Given problem: Repeat, exactly and alone, every line from the line that contains "the player in" to the end of the entries.

-- start of Material --

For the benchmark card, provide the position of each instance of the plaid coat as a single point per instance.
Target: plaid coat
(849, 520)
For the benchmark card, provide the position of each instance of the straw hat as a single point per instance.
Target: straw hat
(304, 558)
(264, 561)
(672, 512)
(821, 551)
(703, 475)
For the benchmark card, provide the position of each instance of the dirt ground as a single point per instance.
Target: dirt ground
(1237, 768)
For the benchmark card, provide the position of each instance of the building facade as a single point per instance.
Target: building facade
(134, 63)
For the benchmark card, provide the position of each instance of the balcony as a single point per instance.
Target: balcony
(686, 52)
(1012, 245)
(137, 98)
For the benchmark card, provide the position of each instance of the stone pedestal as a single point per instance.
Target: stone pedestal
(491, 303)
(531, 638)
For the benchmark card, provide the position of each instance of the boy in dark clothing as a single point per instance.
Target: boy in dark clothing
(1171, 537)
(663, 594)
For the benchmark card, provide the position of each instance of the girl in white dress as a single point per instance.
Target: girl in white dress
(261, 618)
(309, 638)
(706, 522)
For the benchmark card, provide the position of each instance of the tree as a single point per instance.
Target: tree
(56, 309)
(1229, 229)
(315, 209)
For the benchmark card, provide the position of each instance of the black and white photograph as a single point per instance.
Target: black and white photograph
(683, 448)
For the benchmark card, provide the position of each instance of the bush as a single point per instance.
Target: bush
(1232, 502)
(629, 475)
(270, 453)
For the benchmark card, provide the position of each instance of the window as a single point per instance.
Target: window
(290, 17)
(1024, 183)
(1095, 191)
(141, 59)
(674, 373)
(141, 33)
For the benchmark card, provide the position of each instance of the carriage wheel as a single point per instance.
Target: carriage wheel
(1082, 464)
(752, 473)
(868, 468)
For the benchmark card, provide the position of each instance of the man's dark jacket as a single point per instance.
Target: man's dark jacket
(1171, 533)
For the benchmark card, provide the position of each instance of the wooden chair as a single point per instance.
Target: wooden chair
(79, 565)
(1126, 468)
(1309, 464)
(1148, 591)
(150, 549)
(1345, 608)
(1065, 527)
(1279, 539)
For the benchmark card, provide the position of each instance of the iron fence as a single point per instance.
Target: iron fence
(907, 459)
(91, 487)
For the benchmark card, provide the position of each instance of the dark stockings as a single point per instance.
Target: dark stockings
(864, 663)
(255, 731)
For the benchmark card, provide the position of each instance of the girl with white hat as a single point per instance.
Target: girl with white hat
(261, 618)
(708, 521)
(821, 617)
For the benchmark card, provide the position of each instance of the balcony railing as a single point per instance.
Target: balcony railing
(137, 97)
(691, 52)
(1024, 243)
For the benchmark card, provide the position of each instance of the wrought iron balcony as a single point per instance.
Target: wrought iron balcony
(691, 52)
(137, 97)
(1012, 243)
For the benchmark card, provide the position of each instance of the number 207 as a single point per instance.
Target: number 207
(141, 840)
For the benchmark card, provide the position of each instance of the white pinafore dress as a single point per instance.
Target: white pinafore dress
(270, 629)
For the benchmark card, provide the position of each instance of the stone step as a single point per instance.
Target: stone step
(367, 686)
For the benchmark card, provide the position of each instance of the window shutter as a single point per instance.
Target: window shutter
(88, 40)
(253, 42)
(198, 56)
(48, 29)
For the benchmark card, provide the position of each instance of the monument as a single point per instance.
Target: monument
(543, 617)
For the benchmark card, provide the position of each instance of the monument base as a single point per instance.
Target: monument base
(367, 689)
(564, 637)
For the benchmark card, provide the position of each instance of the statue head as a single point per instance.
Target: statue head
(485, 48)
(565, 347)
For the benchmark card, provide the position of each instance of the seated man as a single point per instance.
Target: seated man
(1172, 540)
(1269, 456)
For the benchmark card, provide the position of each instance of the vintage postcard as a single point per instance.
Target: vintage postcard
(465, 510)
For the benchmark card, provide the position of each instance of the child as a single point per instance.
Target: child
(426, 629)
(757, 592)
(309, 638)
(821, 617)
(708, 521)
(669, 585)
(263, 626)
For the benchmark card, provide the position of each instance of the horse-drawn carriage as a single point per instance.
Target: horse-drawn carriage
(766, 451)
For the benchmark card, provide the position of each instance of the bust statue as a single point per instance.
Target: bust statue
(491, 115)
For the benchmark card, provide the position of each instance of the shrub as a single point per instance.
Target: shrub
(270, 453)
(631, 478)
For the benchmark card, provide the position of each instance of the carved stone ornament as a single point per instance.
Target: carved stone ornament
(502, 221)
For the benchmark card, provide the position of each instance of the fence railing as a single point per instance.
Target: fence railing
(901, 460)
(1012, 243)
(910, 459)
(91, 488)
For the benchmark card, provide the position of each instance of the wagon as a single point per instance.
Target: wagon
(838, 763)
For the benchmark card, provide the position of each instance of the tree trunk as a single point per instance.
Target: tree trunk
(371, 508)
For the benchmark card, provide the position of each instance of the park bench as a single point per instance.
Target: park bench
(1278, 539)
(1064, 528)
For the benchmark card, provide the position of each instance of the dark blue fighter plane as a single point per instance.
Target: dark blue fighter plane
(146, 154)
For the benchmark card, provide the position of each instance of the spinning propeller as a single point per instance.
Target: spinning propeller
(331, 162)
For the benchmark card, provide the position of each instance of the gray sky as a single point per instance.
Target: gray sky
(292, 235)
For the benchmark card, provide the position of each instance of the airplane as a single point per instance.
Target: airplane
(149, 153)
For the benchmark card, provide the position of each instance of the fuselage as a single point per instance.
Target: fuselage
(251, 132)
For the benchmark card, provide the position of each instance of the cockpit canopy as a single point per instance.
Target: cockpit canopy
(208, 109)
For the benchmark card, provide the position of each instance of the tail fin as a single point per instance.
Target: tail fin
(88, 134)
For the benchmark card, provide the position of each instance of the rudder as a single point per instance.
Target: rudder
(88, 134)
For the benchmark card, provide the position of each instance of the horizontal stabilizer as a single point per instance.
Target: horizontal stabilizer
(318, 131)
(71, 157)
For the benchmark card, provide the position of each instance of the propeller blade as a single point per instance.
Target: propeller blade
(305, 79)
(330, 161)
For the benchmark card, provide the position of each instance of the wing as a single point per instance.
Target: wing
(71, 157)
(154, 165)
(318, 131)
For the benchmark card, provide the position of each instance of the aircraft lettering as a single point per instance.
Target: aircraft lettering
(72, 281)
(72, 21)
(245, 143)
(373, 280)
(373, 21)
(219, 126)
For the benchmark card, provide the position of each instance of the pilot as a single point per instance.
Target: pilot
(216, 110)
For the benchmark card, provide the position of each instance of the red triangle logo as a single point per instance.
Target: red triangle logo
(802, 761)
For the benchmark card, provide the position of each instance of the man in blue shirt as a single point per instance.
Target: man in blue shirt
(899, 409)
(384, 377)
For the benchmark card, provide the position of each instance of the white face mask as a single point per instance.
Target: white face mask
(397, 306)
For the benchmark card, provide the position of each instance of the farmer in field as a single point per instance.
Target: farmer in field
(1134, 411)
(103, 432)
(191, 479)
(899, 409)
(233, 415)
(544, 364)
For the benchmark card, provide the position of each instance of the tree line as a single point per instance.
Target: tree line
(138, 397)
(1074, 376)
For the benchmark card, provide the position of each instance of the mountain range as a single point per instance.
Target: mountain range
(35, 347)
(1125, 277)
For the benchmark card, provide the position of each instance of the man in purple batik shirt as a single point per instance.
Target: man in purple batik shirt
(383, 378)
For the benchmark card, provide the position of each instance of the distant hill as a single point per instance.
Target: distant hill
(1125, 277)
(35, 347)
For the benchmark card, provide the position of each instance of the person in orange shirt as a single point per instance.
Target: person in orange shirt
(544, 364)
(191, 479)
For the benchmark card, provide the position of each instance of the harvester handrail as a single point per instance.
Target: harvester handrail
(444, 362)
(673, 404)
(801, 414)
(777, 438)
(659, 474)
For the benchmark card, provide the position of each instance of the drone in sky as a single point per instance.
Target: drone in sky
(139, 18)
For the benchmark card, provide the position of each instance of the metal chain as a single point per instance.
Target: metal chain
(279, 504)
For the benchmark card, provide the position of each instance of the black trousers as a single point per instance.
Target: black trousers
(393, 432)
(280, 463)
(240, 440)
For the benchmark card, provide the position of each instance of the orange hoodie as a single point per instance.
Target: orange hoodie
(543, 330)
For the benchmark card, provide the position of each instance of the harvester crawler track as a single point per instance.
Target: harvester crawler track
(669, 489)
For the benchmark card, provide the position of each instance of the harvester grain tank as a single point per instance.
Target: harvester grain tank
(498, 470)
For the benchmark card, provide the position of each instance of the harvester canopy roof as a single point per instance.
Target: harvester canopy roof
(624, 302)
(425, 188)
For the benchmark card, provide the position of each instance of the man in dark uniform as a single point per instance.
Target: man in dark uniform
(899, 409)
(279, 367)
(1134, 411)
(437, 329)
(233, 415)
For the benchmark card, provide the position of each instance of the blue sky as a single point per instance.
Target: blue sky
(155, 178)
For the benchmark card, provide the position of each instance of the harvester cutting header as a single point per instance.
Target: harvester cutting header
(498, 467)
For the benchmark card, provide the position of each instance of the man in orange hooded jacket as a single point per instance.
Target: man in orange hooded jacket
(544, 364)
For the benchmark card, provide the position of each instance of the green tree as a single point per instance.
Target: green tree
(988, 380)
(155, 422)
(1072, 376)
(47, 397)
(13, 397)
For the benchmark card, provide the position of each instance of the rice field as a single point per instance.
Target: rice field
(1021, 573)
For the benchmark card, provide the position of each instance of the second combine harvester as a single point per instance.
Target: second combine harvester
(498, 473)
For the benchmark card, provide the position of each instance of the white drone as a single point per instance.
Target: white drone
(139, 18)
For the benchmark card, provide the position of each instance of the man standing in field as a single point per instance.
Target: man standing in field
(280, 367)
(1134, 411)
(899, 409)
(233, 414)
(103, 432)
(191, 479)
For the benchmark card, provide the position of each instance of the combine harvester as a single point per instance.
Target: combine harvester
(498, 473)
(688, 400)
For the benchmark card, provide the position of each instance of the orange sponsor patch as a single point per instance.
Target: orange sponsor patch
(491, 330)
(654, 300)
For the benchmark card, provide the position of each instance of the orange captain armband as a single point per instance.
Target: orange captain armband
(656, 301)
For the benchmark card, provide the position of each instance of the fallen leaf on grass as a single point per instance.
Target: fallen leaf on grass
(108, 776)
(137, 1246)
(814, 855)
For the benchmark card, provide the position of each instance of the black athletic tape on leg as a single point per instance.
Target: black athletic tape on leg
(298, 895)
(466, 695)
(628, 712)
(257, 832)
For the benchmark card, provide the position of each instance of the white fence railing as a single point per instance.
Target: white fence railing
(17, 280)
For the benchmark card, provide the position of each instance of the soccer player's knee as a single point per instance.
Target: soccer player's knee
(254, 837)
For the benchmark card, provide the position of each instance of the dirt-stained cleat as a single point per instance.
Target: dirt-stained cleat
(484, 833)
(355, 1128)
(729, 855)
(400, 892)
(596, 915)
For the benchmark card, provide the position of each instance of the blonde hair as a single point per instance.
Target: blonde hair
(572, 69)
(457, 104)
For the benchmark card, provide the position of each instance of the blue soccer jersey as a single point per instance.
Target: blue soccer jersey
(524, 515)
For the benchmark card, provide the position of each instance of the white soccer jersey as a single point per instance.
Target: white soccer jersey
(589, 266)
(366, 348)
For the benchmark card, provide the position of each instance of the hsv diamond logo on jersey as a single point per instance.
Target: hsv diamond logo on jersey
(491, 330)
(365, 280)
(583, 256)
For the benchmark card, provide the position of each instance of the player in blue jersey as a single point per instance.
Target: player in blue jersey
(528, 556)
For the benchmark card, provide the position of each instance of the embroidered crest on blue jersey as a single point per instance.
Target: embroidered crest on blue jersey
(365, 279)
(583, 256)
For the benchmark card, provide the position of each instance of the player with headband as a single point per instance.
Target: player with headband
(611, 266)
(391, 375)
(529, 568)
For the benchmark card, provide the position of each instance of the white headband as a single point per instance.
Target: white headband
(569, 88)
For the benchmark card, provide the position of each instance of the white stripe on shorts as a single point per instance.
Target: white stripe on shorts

-- end of Material --

Solution to the exercise:
For the benchmark card, provide the position of each instance of the player in blue jersey as a single point per instance.
Target: player in blue jersey
(528, 556)
For the benchmark card, provide the position of each instance of the embroidered crest on blue jersey as a single point per instance.
Target: embroidered crest on blue jersey
(365, 279)
(583, 256)
For the benchmark card, provide the position of each instance of the player with headband as a single point per instance.
Target: player with headband
(611, 266)
(391, 375)
(529, 568)
For the benchmark card, provide the position of each instance of the white headband as a single point per instance.
Target: white headband
(569, 88)
For the benchmark card, provide the position of each instance of the white stripe on shorts as a single point per instance.
Target: white stripe on shorts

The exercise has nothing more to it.